**本文抜粋**
県史にバクチャヤーにあった癩病患者小屋取り壊しの新聞記事がありました。
写真もあって、掘建て小屋が写っています。
バクチヤ屋下の 癩患小屋焼払る
醜い癩乞食も一掃され大那覇市に浄化の喜び
醜い姿をさらして那覇市内をあの軒この軒と一銭二銭の合力を訴へて徘徊してゐた癩患食乞の群も沖縄のエム、テイ、エル救癩運動に救はれ30名近くも市内を稼ぎ場にしてゐた男女癩病患者がそれぞれ原籍町村へ送還されたため那覇市から恐しい患者を一掃し昨今は殆ど醜い姿を消したのである、沖縄エム、テイ、エル会では彼ら癩患乞食達が温い塒(ねぐら)として巣喰ってゐた辻町バクチヤ屋下の西新町屠場前の乞食小屋が空屋同然となつたので再び彼ら癩乞食の巣とならぬ様亦市民衛生上小屋を焼払ふことになり那覇署と相談の上昨日午前10時半から那覇消防組の出動を願ひ自動車ポンプも出て警察官立合ひの下に全部焼き払ってしまつた
この癩患小屋はバクチヤ屋下海岸に面して三ヶ所に集団し、見るからに非人小屋らしく古トタンヤ[ママ]古板片で造られた見すぼらしい小屋で全部で8軒戸数にして約10戸ここに男女30名近くの癩患が生活を営んでゐたものでこの小屋にも5人の家主さんが居ゐたのである
消防隊員がガソリンをぶつかけて火を放つや忽火焔あがり見る見る間に焼失3ヶ所の小屋を見事焼き払つた、かく大那覇市には醜い癩患乞食の群が消え更に彼らの巣窟たる癩小屋が焼け払はれて市民衛生上市街美上大改革を見たわけである(写真は昨日焼き払はれた癩患小屋)
※図4「清川安彦氏 新聞切り抜き」より1935(S9)9.18の記事
沖縄県史 各論編5近代 p559(抜粋と編集)しかし554ページの同年11月19日の「一寸那覇市内を歩いても癩の醜い姿を晒しつつ門々を一碗の恵みにすがっりつつ徘徊する男女の癩患乞食を見受ける」という記事もあるので焼き払いによって一掃されたというわけではないようです。
「沖縄県史 各論編5近代 第六部第四章」の「近代沖縄とハンセン病差別」はまとまっていますので全体像についてはそちらを見て下さい。

**提供情報**
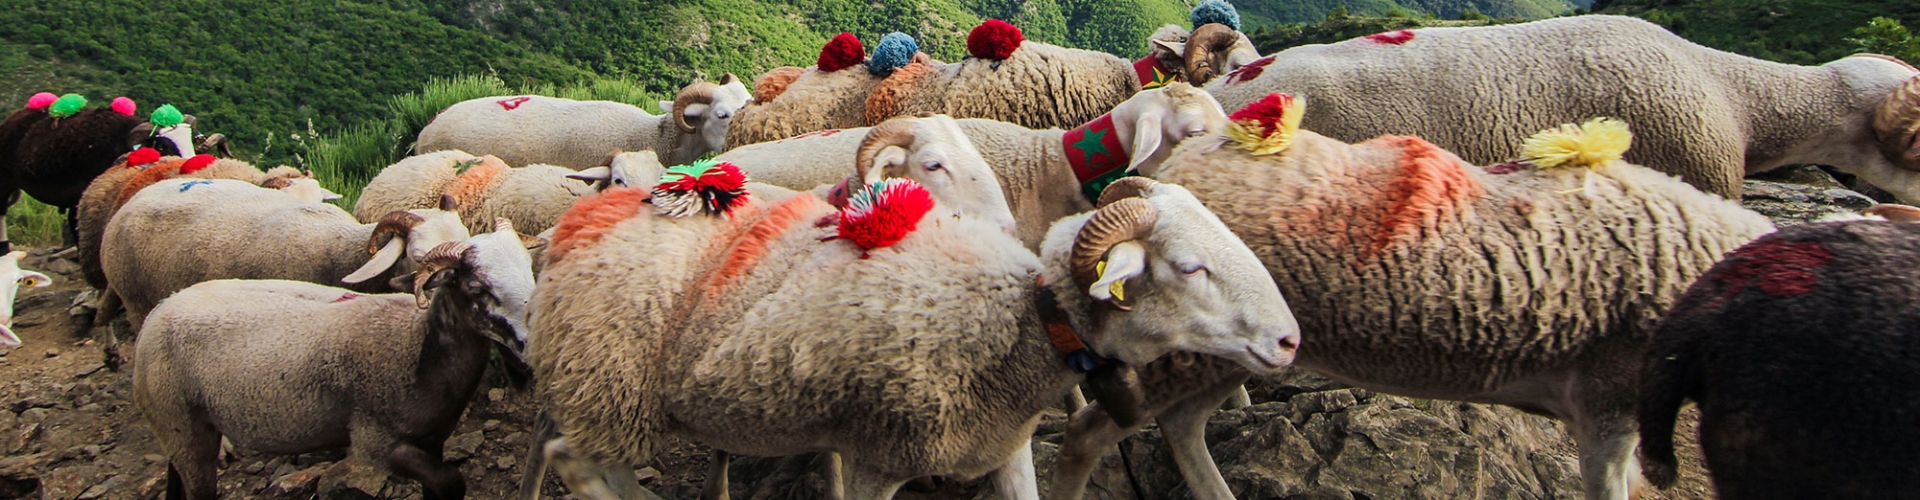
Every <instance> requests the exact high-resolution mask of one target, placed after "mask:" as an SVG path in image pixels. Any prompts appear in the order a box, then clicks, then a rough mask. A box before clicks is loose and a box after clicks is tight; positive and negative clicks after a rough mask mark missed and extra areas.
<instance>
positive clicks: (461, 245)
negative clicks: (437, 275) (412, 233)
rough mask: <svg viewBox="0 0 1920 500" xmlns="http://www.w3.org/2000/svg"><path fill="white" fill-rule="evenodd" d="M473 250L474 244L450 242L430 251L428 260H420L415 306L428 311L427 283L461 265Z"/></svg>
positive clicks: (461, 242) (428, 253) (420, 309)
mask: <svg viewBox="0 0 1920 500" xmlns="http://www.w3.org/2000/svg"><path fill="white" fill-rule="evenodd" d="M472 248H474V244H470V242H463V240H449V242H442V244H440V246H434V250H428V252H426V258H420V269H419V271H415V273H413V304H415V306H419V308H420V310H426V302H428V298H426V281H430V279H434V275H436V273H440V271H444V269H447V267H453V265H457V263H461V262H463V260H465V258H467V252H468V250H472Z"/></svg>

**課題**
本文のうち「バクチヤ屋下の 癩患小屋焼払る」を含む箇所から始めて「は昨日焼き払はれた癩患小屋)」のあとで終わる部分を、「那覇消防組」を「那覇消防団」に差し替えて書き直しなさい。 上記の項目は参照しなくてかまいません。

**作業結果**
バクチヤ屋下の 癩患小屋焼払る
醜い癩乞食も一掃され大那覇市に浄化の喜び
醜い姿をさらして那覇市内をあの軒この軒と一銭二銭の合力を訴へて徘徊してゐた癩患食乞の群も沖縄のエム、テイ、エル救癩運動に救はれ30名近くも市内を稼ぎ場にしてゐた男女癩病患者がそれぞれ原籍町村へ送還されたため那覇市から恐しい患者を一掃し昨今は殆ど醜い姿を消したのである、沖縄エム、テイ、エル会では彼ら癩患乞食達が温い塒(ねぐら)として巣喰ってゐた辻町バクチヤ屋下の西新町屠場前の乞食小屋が空屋同然となつたので再び彼ら癩乞食の巣とならぬ様亦市民衛生上小屋を焼払ふことになり那覇署と相談の上昨日午前10時半から那覇消防団の出動を願ひ自動車ポンプも出て警察官立合ひの下に全部焼き払ってしまつた
この癩患小屋はバクチヤ屋下海岸に面して三ヶ所に集団し、見るからに非人小屋らしく古トタンヤ[ママ]古板片で造られた見すぼらしい小屋で全部で8軒戸数にして約10戸ここに男女30名近くの癩患が生活を営んでゐたものでこの小屋にも5人の家主さんが居ゐたのである
消防隊員がガソリンをぶつかけて火を放つや忽火焔あがり見る見る間に焼失3ヶ所の小屋を見事焼き払つた、かく大那覇市には醜い癩患乞食の群が消え更に彼らの巣窟たる癩小屋が焼け払はれて市民衛生上市街美上大改革を見たわけである(写真は昨日焼き払はれた癩患小屋)